SHORT EXERCISE =
Transcribe each of the items that follow word for word, omitting the pictures.

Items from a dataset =

··········

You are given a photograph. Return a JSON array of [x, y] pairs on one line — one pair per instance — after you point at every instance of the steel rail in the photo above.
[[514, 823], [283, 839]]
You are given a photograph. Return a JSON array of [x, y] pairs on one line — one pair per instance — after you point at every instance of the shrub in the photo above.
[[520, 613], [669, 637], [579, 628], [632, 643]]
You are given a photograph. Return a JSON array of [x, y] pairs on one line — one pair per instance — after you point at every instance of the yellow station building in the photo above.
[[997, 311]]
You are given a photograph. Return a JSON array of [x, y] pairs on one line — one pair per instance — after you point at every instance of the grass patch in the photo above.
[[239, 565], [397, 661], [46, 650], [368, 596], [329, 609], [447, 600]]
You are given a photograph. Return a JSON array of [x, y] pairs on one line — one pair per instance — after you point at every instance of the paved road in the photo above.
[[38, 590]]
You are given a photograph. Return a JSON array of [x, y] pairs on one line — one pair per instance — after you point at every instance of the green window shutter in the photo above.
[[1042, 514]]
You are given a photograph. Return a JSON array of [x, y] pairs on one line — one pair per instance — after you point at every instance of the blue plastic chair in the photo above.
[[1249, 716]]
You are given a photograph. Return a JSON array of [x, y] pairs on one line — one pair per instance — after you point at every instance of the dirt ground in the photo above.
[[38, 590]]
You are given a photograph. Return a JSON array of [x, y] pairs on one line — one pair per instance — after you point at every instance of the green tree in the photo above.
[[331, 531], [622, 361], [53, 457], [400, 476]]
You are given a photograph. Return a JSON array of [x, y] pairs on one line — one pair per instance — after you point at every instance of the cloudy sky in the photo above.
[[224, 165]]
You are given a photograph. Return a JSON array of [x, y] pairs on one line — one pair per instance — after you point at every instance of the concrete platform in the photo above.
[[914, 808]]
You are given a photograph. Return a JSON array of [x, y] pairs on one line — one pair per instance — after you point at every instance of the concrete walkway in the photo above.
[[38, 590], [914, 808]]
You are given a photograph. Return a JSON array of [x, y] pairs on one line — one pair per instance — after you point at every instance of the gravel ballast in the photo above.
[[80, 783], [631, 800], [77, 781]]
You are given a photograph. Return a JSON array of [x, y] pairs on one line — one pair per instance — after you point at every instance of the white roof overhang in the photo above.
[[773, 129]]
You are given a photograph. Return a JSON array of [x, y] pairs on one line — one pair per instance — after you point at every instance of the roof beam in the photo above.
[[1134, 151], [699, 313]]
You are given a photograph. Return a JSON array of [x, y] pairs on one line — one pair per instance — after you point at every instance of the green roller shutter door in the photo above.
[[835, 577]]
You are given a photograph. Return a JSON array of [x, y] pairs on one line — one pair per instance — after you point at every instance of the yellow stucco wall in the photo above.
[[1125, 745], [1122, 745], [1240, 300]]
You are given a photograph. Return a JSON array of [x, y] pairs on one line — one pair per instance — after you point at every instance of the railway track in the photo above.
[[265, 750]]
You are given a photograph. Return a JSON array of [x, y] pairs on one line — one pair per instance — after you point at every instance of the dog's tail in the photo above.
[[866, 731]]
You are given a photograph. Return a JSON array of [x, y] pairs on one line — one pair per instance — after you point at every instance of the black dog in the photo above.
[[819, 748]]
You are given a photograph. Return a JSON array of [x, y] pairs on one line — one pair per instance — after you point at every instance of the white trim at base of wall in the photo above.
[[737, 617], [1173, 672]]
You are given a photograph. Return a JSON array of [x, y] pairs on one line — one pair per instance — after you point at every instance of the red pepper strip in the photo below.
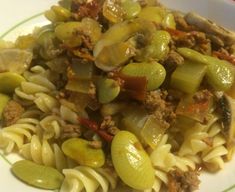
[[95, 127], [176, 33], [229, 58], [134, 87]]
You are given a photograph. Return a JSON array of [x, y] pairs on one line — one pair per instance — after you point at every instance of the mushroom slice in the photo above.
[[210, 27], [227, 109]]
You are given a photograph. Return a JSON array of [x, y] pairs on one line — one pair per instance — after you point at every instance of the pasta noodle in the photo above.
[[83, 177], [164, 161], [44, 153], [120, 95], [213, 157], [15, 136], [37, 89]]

··········

RESULT OF THIS TASK =
You are given a photograph. Return a JSON array of [x, y] pairs on one line — one pair per instance — after you point at every instance of the steel rail in the photo above.
[[514, 823], [283, 839]]
You are given a photograph. Return a JSON array of [x, y] pairs on one line — one pair per instance — after you point at every instance of the shrub in the photo above.
[[520, 613], [669, 637], [579, 628], [632, 643]]
You are given a photograph. Return a JSON array of [x, y] pairs on one line — one pair per instance — after you point at every instance of the yellow station building in the photo above.
[[997, 311]]
You are given a photograph. Return a JSON array of [x, y] pairs on one line — one pair per instance — after you point at every instance of the grass patch in the photo above.
[[239, 565], [397, 661], [46, 650], [368, 596], [329, 609], [447, 600]]
You are given a photograph. Return a JSON array of [x, y] pairs on one line — one pair per instance — after you point at every instance of the paved road in the photo above.
[[38, 590]]
You are given a photograph. Return a JSON array of [x, y] pairs on one line — one pair per instance — after you point at every instance of the green window shutter in the photo above.
[[1042, 514]]
You are given a photograph. Return a JSON array of [x, y] pairs on one line — one pair per instance — after you point at every instance of the blue plastic chair in the photo above.
[[1249, 716]]
You are given a photograph. Return a JSON array of [x, y] pairs on one line — one pair per instance — after you point at every instance of the dirt ground in the photo above.
[[38, 590]]
You are given a photograph. Return a JSON array of [x, y] pairs on one line — one pair per instance — after you point at every instance of the green tree in the photo above.
[[331, 531], [622, 361], [53, 457], [400, 476]]
You are given a photograph. Return a JSON array of [x, y] pairs on one line — one pair per instance — after you point at every instance of the cloudy sky in the photo above.
[[224, 165]]
You are given a photograph. Return a JSON array of [x, y] pairs on one line — one pair per instance — after you point at every instance of the concrete platform in the photo above.
[[914, 808]]
You are given a photograph. Return a JSON array of [x, y] pairs on one line — one pair per instance — after you point at every instance of the concrete walkway in the photo above.
[[38, 590], [914, 808]]
You are given a photograph. Return a JSON array of [x, y] pairs on one line — one pair per instance — after you point at every instance of the gravel ballast in the photo above.
[[80, 783], [631, 800], [77, 781]]
You are given a photograph. Return a JSON array of [x, y] pairs on one line — one pair per instance — after you point at every instance of the white roof overhang in the photo above.
[[773, 129]]
You are given a photograph. Return a JSON array of [x, y] pairs on one line — one pair per instance — after you point at every instance of the roof beam in the photo above.
[[1134, 151], [699, 313]]
You are given a photograph. Return a JSON array of [x, y] pairs on one line — one pair per instance — after you point at every instance of the green roller shutter door in the photo above.
[[835, 577]]
You are given a photograph. Return a JSON array of [x, y] pairs on one line — one pair per instance — after you point at every instance of the yellow stucco wall in the photo above.
[[1125, 745], [1122, 745], [1240, 300]]
You are given a photograph. Return a JSON array of [x, y] pairs on one line — one pair per instance — after you point at every instance of the railway track in the photo above.
[[265, 750]]
You are given a photograph. Return a JSON array of [x, y] pairs on one line — one pair per instance — after you point at every instance of the dog's tail in the photo above.
[[866, 731]]
You are given a photograph. Return a JSON array of [x, y] pairs on one line — one pair per instance — after you point at every instance of the black dog in the photo above.
[[819, 748]]
You are given a photograph. Return a JSON array of [x, y] pairs on one line — one pair per instance — after you point at every instance of the white trim at base of wall in the photo above.
[[737, 617], [1173, 672]]
You are given a photograph. Return a JSON array of [x, y] pairs on one line — one pair per instance — after you point at every instance of the red pepper strip in the photo below.
[[95, 127], [176, 33], [229, 58], [134, 87]]
You are given a photograph. Return a JSON array of [x, y] pairs on one line — one pair per instance — after you point at every instance of the mushroom slice in the photo above.
[[210, 27], [227, 109]]
You are given a photograph. Return a JSON array of [x, y] pairs on one line — one pair per instance — after you point at every instance of the pasta noodle in the photo above.
[[83, 177], [164, 161], [44, 153], [120, 95], [213, 157], [15, 136], [37, 89]]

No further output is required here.